→ **Problem to work on**: Write the records out again, keeping each line exactly as it is.

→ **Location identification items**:

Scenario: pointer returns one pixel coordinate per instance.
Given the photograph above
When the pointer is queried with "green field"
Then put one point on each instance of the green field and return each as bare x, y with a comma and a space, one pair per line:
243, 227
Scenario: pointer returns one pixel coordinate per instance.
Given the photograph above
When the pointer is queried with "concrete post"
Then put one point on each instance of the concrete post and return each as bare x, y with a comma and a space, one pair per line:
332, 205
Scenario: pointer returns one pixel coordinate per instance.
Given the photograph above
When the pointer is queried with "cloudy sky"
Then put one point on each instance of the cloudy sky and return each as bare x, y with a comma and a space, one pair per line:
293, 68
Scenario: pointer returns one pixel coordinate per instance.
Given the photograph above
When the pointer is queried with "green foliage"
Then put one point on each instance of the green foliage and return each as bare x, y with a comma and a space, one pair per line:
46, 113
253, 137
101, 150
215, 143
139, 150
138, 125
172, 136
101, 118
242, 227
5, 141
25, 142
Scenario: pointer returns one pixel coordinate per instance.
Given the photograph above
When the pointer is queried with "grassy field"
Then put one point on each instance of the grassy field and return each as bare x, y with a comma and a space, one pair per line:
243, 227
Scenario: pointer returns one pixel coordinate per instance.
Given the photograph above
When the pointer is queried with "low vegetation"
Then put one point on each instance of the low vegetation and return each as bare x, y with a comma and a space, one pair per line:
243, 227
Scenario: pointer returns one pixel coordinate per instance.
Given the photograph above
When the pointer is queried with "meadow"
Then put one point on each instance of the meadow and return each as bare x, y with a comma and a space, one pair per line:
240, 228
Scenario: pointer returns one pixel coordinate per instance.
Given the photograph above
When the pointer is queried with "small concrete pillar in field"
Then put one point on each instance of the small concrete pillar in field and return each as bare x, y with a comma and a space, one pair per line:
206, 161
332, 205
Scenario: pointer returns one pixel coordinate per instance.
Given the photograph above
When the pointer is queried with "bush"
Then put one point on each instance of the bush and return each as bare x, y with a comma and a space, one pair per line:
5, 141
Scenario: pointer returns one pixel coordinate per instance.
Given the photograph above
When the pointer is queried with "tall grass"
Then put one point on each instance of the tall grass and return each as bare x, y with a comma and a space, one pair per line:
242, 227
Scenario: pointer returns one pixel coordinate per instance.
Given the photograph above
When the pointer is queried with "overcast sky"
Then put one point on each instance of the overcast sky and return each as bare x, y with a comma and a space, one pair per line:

→ **Output below**:
Scenario: pointer returns one pixel coordinate per instance.
Given the photograph above
When the pointer is queried with "green field"
Then put one point on each instance of the green field and return each as bare x, y with a comma and a space, one pair per line:
243, 227
Scenario: pointer returns one pixel coordinate per instance.
Given the photograph above
When the pointer is queried with "concrete post"
Then put one point on each instance of the concrete post and return each as bare x, y with a comma and a space, one pair per line:
332, 205
Scenario: pointer returns one pixel coordinate per instance.
Given the photograph above
When the pointer is queried with "cloudy sky"
Then put one point on each instance of the cloudy sky and return each as bare x, y with a comma and a space, one pair per line:
293, 68
Scenario: pointer returns one pixel coordinate per instance.
Given the photograph above
When the pointer is queried with "green foliage"
Then put one point on each instance of the green foliage and return each as bare x, y with a comma and a space, one pair per line:
46, 113
253, 137
101, 150
215, 143
139, 150
138, 125
172, 136
101, 118
242, 227
5, 141
25, 142
Scenario: pointer returns one pixel coordinate per instance.
Given the photograph above
When the pointer is queried with "grassy field"
Then put one point on each instance of the grassy field and return each as bare x, y with a comma and a space, one pair per line:
243, 227
Scenario: pointer returns one pixel coordinate per instance.
Given the photograph above
When the pointer is queried with "low vegetation"
Then put one point on each instance of the low vegetation and return each as bare x, y with a comma and a space, one pair per line:
243, 227
Scenario: pointer returns one pixel coordinate per instance.
Given the photograph above
When the pointer is queried with "meadow"
Then put one point on each instance of the meadow and return each as bare x, y with a comma and a space, one pair per line:
240, 228
Scenario: pointer returns one pixel coordinate per instance.
Given the photograph above
When the pointer is queried with "small concrete pillar in field"
Then put one point on each instance of the small concrete pillar in field and return each as bare x, y with a comma and a space, one pair per line:
206, 161
332, 205
Scenario: pointer returns one pixel coordinate per instance.
Given the photograph above
When the pointer is queried with "bush"
Then put one point on each instance of the bush and return each as bare x, y with a comma and a space, one pair per line:
5, 141
Scenario: pointer returns one pixel coordinate per instance.
Given the photograph above
When the pointer is queried with "tall grass"
Then put one point on each instance of the tall grass and return each as bare x, y with a comma and a space, one pair per line:
242, 227
Scenario: pointer returns one pixel coordinate per instance.
Given the photograph above
When the pointer is queried with "overcast sky"
Then put one point on each instance of the overcast sky and return each as bare x, y with a comma and a space, one pair per line:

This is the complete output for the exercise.